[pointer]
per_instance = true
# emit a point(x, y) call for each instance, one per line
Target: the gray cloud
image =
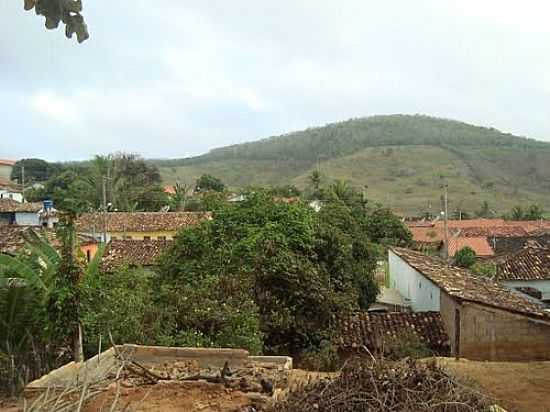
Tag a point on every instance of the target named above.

→ What is expected: Set down each record above exactly as it stands and leave out all pictures.

→ Answer box:
[pointer]
per_instance = true
# emit a point(x, y) call for each instance, one per line
Target: the gray cloud
image =
Tag a point on every instance of the target named above.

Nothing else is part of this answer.